Passage:
■ ■ ■ ■ ■

Friday, August 29, 2008


I finished the painting and thought it would be interesting to show it progression from start to finish.

first post

second post

Betrayed by Time acrylic on canvas 36sx36 $2500 sold

Thursday, August 28, 2008


As I have mentioned before, my wife Patience is a valued critic of my work. She knows that I depend on her for an honest appraisal of the painting before her. (By a mutual understanding I do not ask her opinion on anything non-representational.) Usually she can be specific about what offends her in the painting, but in the case of the SPRINGHOUSE, her response was simply one of little enthusiasm with no specific remarks, which was exactly how I felt about it. I thought the piece had such potential, but somehow it didn't reach it. (A bite in the ass is how I so eloquently described it several days ago.)

■ ■ ■ ■ ■

Work to complete: Can you write out, word for word, the part of the painting blog that opens with the words containing "As I have mentioned" and closes with "several days ago.)"? The records are from a separate, unrelated source.

■ ■ ■ ■ ■

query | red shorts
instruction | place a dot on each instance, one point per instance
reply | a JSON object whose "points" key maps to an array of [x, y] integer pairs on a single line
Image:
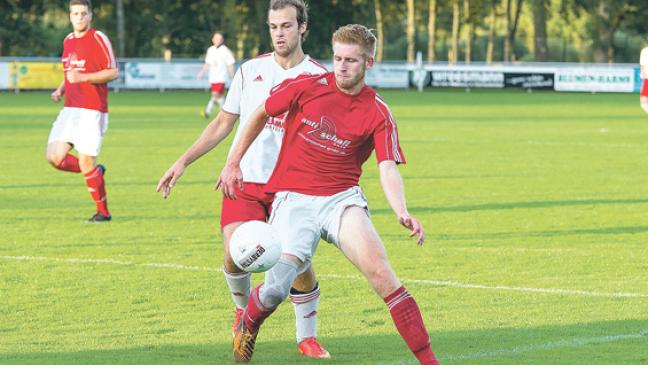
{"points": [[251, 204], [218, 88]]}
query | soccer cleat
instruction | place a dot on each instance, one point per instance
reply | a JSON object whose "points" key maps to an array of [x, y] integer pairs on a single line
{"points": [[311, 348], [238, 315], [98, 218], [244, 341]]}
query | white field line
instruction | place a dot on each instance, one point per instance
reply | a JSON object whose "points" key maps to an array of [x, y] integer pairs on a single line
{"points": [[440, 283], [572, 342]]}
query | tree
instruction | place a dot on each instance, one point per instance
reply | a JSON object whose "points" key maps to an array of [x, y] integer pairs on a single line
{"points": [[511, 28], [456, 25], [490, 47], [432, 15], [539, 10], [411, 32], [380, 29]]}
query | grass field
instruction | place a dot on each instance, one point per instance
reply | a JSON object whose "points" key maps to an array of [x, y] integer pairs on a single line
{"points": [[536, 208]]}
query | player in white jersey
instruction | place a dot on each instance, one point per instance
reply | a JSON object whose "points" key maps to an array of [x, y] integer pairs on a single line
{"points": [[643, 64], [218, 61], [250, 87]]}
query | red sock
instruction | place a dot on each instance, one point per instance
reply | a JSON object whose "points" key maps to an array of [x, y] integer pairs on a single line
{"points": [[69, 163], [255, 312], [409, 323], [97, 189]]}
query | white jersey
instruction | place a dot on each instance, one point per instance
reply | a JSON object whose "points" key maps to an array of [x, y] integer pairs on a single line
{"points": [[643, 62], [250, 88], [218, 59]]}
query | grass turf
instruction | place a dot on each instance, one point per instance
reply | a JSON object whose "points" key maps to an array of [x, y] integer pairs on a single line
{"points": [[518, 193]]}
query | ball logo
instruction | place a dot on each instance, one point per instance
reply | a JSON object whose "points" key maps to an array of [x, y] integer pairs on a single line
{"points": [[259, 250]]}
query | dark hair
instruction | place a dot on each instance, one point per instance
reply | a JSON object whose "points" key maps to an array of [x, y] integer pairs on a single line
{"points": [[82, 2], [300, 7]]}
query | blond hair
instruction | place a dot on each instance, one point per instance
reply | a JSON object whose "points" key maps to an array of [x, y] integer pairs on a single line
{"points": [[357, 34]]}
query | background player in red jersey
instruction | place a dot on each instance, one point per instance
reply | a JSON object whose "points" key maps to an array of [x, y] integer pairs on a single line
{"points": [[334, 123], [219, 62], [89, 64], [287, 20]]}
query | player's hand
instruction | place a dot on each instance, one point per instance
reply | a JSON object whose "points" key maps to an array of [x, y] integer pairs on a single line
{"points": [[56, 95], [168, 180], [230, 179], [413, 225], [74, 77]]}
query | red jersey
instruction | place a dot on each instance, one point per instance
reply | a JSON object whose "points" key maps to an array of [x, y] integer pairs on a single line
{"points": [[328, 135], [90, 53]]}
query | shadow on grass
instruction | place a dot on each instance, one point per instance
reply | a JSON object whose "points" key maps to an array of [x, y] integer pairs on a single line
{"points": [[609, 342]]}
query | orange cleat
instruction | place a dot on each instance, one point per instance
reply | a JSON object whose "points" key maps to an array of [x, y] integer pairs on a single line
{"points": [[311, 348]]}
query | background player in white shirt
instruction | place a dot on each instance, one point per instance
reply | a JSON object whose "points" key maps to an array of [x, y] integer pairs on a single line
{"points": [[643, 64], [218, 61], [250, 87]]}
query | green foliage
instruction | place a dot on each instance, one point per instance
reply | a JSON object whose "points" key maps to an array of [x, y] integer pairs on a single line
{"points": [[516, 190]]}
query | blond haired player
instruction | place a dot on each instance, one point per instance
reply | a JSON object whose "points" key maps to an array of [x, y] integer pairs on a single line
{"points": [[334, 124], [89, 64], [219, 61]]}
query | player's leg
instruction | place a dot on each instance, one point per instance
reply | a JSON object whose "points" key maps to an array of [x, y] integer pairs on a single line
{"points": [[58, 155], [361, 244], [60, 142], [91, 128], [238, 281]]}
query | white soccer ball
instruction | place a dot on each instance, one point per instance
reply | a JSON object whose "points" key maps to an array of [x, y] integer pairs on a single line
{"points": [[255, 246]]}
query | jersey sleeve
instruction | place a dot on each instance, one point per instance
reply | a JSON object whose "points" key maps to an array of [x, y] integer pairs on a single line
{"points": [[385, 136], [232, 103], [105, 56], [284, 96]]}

■ ■ ■ ■ ■

Worked solution:
As I have mentioned before, my wife Patience is a valued critic of my work. She knows that I depend on her for an honest appraisal of the painting before her. (By a mutual understanding I do not ask her opinion on anything non-representational.) Usually she can be specific about what offends her in the painting, but in the case of the SPRINGHOUSE, her response was simply one of little enthusiasm with no specific remarks, which was exactly how I felt about it. I thought the piece had such potential, but somehow it didn't reach it. (A bite in the ass is how I so eloquently described it several days ago.)